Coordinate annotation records
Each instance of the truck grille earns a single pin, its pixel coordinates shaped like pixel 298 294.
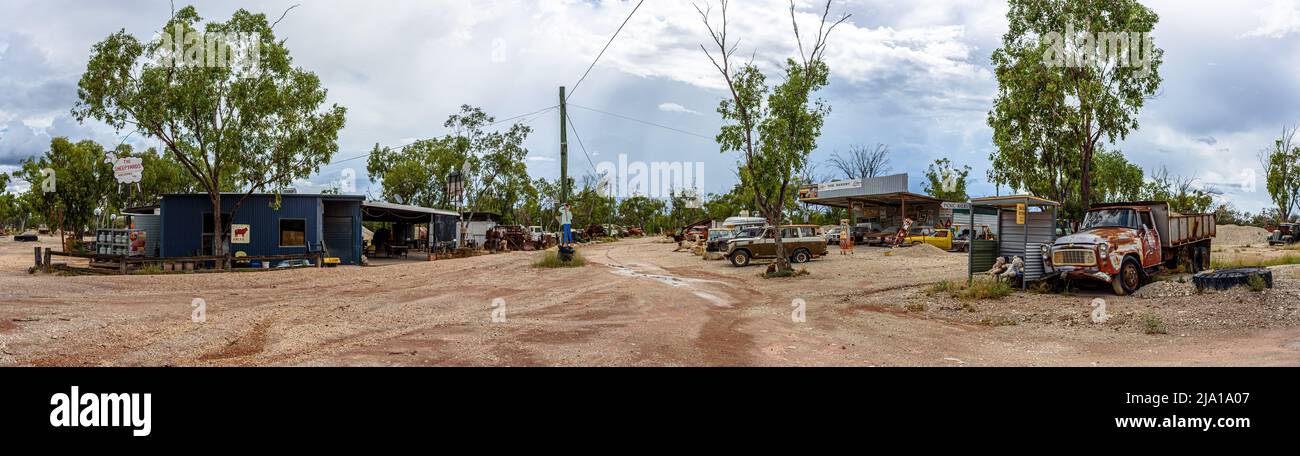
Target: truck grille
pixel 1075 257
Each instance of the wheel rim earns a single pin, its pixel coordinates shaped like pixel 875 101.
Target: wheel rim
pixel 1130 276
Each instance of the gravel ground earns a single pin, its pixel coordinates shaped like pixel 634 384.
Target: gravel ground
pixel 636 303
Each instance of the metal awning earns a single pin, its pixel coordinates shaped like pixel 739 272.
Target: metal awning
pixel 893 199
pixel 390 212
pixel 1012 200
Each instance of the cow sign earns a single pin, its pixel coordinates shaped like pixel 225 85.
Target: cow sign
pixel 239 234
pixel 128 169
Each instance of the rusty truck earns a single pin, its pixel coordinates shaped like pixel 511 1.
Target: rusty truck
pixel 1125 243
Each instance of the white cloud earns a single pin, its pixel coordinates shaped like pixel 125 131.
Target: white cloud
pixel 1279 18
pixel 676 108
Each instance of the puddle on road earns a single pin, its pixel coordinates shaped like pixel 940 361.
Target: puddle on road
pixel 672 281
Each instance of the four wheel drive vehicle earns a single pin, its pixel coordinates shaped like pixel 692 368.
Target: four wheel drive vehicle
pixel 1122 243
pixel 882 237
pixel 1285 234
pixel 801 243
pixel 941 238
pixel 832 235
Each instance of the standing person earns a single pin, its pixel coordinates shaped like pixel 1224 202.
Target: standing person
pixel 845 238
pixel 566 220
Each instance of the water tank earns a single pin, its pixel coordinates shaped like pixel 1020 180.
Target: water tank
pixel 152 228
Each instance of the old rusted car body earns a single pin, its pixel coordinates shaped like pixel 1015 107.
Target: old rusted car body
pixel 1123 243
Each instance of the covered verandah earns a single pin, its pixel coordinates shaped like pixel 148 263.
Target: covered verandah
pixel 404 233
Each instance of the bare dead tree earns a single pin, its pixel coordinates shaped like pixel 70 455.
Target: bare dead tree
pixel 862 161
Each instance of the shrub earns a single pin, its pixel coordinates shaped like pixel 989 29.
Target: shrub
pixel 1153 325
pixel 979 289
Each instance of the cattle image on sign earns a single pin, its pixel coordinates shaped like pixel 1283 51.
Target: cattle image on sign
pixel 239 234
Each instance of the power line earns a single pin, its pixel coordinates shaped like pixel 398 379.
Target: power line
pixel 408 144
pixel 646 122
pixel 606 47
pixel 580 144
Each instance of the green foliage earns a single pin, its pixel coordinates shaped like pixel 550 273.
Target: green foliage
pixel 1178 191
pixel 1114 178
pixel 1282 166
pixel 1049 120
pixel 945 182
pixel 247 125
pixel 976 290
pixel 774 129
pixel 82 182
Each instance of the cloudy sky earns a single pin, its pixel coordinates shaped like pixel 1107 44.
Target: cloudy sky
pixel 910 74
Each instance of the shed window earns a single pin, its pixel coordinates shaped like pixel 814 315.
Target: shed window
pixel 293 233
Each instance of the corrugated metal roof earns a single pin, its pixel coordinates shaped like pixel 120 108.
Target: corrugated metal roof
pixel 410 208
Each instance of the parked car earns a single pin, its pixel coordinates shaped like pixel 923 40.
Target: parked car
pixel 1285 234
pixel 801 243
pixel 941 238
pixel 876 237
pixel 1123 243
pixel 832 235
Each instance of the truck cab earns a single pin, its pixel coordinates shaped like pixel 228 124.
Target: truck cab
pixel 1123 243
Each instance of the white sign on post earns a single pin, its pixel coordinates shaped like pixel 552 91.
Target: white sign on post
pixel 128 169
pixel 839 185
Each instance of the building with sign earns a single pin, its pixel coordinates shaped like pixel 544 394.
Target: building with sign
pixel 302 224
pixel 882 202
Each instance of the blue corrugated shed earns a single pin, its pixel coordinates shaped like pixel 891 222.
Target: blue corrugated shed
pixel 332 222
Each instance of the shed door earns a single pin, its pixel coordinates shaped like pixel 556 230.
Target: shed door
pixel 339 239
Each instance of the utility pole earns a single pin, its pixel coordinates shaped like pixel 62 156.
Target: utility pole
pixel 563 150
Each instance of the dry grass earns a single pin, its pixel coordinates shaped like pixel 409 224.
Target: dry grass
pixel 979 289
pixel 1255 261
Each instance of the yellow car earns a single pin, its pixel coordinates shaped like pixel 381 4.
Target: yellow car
pixel 941 238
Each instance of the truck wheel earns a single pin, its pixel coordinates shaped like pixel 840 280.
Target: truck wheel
pixel 1129 278
pixel 740 259
pixel 801 256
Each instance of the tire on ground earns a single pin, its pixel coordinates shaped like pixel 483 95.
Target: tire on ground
pixel 1229 278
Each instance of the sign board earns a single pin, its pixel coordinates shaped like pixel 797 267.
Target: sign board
pixel 129 169
pixel 839 185
pixel 807 192
pixel 239 233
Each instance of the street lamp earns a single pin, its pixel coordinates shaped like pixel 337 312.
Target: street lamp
pixel 456 186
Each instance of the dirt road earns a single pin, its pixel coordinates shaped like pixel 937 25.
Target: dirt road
pixel 636 303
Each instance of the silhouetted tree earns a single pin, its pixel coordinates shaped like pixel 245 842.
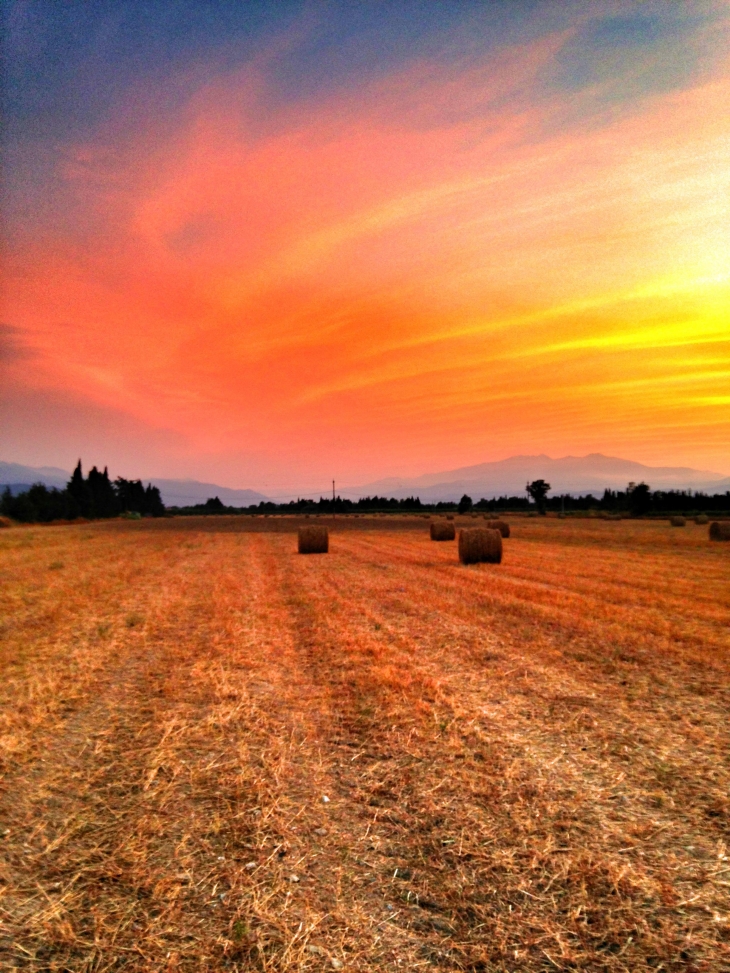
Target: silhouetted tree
pixel 538 490
pixel 78 491
pixel 104 502
pixel 639 496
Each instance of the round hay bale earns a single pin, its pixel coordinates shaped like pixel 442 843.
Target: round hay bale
pixel 441 530
pixel 720 531
pixel 480 544
pixel 313 540
pixel 501 525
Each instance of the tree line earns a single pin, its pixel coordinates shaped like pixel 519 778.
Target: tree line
pixel 90 497
pixel 638 500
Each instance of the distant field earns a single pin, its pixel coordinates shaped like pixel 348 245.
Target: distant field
pixel 527 766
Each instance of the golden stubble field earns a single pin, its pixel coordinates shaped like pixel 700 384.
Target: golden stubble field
pixel 217 754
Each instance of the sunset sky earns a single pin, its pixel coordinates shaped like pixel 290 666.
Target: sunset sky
pixel 269 244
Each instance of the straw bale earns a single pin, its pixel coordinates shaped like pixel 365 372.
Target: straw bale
pixel 313 539
pixel 442 530
pixel 501 525
pixel 480 544
pixel 720 530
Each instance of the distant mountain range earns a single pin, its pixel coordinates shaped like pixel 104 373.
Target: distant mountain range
pixel 19 477
pixel 175 493
pixel 183 493
pixel 571 474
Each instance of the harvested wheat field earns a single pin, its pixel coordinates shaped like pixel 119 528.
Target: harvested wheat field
pixel 218 754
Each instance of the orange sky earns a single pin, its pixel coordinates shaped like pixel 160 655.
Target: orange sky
pixel 432 268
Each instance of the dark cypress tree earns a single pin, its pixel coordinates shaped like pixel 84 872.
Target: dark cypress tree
pixel 104 501
pixel 80 501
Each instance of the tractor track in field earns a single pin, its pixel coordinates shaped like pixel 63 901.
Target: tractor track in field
pixel 494 803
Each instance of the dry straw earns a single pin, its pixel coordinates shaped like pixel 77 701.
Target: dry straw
pixel 501 525
pixel 480 544
pixel 313 540
pixel 442 530
pixel 720 531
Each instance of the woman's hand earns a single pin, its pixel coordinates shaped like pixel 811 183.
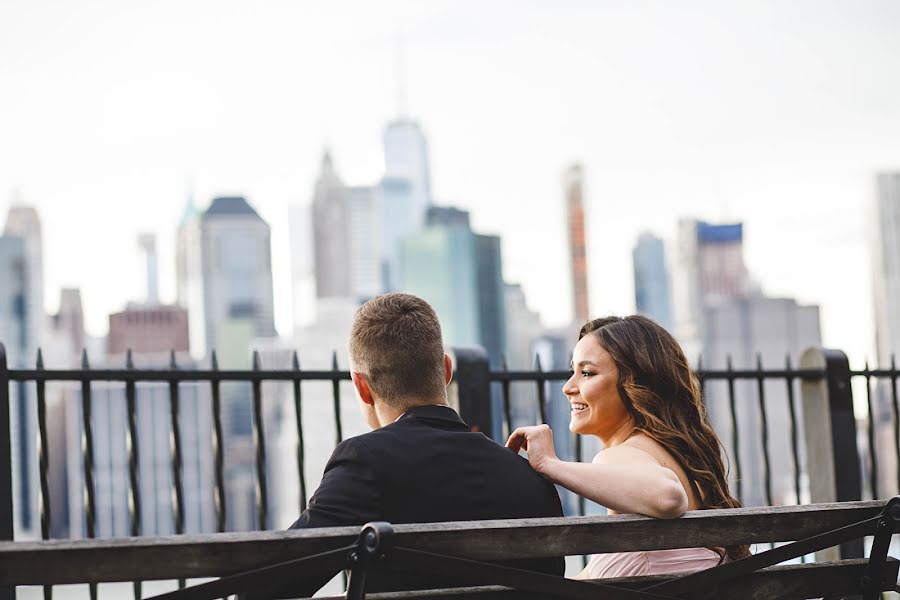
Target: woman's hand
pixel 537 440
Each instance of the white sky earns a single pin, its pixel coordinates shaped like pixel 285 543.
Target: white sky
pixel 773 112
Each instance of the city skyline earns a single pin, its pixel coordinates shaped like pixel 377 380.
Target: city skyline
pixel 763 118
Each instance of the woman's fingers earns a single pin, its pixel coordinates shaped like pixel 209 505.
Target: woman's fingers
pixel 518 440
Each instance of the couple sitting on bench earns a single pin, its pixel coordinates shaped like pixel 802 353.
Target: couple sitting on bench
pixel 631 386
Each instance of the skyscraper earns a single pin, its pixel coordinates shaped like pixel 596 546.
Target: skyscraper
pixel 22 325
pixel 331 247
pixel 149 327
pixel 23 222
pixel 406 157
pixel 719 314
pixel 885 259
pixel 236 260
pixel 346 238
pixel 189 276
pixel 885 253
pixel 404 192
pixel 652 291
pixel 709 266
pixel 573 185
pixel 740 327
pixel 459 273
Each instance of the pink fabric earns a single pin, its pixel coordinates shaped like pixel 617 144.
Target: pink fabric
pixel 654 562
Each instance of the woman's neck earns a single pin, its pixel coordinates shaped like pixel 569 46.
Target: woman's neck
pixel 619 434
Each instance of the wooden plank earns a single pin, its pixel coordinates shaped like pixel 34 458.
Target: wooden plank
pixel 212 555
pixel 838 578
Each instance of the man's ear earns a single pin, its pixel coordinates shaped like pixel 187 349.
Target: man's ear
pixel 448 369
pixel 362 388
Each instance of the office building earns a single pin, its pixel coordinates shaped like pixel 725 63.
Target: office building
pixel 236 260
pixel 652 287
pixel 573 186
pixel 459 273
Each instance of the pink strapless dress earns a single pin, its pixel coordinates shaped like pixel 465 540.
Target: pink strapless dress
pixel 651 562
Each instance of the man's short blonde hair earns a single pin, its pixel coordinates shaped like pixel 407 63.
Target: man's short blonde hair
pixel 395 342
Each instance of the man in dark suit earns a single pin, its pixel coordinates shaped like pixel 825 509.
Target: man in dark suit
pixel 421 463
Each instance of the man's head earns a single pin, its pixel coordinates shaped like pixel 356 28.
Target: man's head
pixel 396 353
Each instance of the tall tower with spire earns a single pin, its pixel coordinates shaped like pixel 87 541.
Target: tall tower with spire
pixel 189 275
pixel 573 185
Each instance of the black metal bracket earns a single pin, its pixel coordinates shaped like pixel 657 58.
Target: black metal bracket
pixel 888 524
pixel 374 549
pixel 372 546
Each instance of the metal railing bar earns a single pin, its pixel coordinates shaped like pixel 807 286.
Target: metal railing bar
pixel 218 449
pixel 298 409
pixel 166 375
pixel 259 444
pixel 132 442
pixel 177 457
pixel 870 435
pixel 764 430
pixel 792 417
pixel 505 399
pixel 735 436
pixel 541 388
pixel 895 406
pixel 43 458
pixel 336 393
pixel 87 448
pixel 334 374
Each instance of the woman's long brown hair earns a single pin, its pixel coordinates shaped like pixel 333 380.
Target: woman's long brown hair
pixel 662 395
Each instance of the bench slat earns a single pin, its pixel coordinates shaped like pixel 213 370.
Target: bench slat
pixel 213 555
pixel 788 581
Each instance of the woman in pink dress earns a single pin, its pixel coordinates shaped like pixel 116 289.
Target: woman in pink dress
pixel 631 386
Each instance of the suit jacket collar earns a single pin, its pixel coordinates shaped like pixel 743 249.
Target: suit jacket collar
pixel 436 413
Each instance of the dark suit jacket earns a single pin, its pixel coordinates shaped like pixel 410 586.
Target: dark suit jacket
pixel 428 466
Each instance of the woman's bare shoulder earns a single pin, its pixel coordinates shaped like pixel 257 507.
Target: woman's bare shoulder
pixel 629 452
pixel 648 445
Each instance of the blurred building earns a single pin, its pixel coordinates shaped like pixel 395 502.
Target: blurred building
pixel 236 260
pixel 709 266
pixel 652 289
pixel 22 326
pixel 146 335
pixel 346 238
pixel 66 341
pixel 331 215
pixel 744 327
pixel 885 259
pixel 189 276
pixel 148 329
pixel 459 273
pixel 720 314
pixel 573 185
pixel 406 157
pixel 404 192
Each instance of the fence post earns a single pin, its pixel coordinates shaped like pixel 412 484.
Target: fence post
pixel 473 388
pixel 6 505
pixel 829 425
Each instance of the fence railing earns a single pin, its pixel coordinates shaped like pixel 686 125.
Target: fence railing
pixel 794 420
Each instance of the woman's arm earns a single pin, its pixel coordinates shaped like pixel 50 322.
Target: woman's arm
pixel 623 479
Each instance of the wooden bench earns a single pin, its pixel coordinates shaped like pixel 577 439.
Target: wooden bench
pixel 251 561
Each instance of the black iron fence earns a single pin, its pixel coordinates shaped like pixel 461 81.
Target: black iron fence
pixel 828 451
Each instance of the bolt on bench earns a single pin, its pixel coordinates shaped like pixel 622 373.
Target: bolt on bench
pixel 265 564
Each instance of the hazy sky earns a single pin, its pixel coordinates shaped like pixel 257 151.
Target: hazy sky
pixel 777 113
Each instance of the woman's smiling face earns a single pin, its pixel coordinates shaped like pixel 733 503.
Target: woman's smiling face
pixel 597 408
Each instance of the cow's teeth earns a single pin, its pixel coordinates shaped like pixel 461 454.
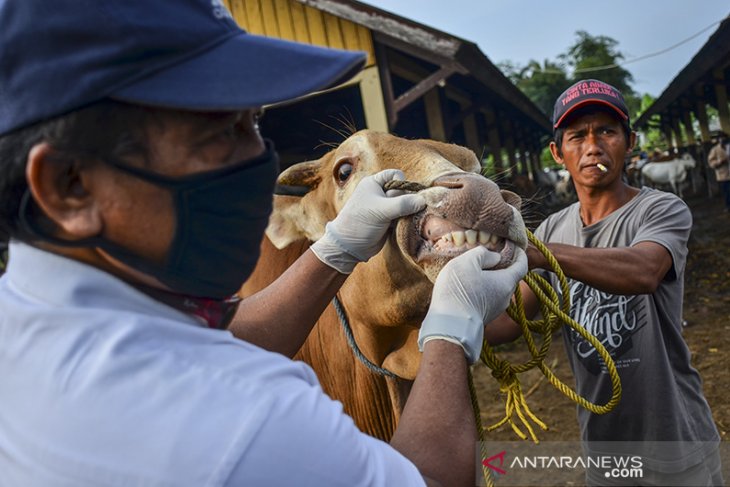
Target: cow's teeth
pixel 459 238
pixel 471 236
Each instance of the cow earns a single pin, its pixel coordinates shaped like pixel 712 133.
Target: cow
pixel 385 299
pixel 672 172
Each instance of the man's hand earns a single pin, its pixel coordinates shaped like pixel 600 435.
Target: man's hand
pixel 359 231
pixel 467 295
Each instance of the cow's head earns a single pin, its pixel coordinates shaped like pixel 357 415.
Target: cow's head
pixel 393 289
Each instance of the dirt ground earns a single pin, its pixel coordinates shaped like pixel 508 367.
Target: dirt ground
pixel 706 311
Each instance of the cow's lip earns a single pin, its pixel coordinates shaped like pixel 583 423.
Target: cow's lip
pixel 442 238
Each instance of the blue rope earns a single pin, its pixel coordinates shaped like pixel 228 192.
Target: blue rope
pixel 353 345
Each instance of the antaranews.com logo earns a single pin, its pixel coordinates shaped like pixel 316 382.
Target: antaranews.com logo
pixel 555 463
pixel 614 466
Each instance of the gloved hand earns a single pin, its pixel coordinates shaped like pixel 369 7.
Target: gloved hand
pixel 467 295
pixel 359 231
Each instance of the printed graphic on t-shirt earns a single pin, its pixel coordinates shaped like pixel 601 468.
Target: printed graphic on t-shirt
pixel 613 319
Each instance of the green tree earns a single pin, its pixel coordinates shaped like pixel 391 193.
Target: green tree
pixel 598 57
pixel 588 57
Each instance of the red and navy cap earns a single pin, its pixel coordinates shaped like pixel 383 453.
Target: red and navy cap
pixel 588 92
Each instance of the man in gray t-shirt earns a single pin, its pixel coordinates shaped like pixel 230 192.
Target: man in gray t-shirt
pixel 624 252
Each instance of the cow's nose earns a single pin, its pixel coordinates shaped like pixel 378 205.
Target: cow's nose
pixel 476 201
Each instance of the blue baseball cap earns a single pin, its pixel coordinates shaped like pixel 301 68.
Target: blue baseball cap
pixel 589 92
pixel 59 55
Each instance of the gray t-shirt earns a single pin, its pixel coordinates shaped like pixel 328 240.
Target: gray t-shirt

Task details ->
Starting at the line with "Each instance of the printed", copy every line up to and including the last one in the entries above.

The result ->
Each instance of the printed graphic on t-shirt earns a single pin, its pixel coordinates shaped like pixel 601 468.
Target: printed graphic on t-shirt
pixel 613 319
Each instance of the green tree earns a single pin, its pixel coordinates shaped like pixel 391 193.
Target: green tree
pixel 598 57
pixel 588 57
Each instance of the red and navy cap earns a single pin, its pixel coordinates shaped like pixel 383 453.
Target: red and navy cap
pixel 588 92
Each instance of the man in gray t-shirt earns a single pin, its pixel coordinates shaped like pixel 230 192.
Target: man in gray t-shirt
pixel 624 252
Each instance of the cow's nose earns a single pin, its pixel coordinates shaped like pixel 378 205.
Target: cow's nose
pixel 476 201
Each instance of the blue baseball cap earns a single pin, its pixel coordinates shaped like pixel 301 68.
Target: blue baseball cap
pixel 589 92
pixel 59 55
Each instance of the gray t-shirt earns a single pin, its pixel coordinates shaped like pixel 328 240.
Target: gray t-shirt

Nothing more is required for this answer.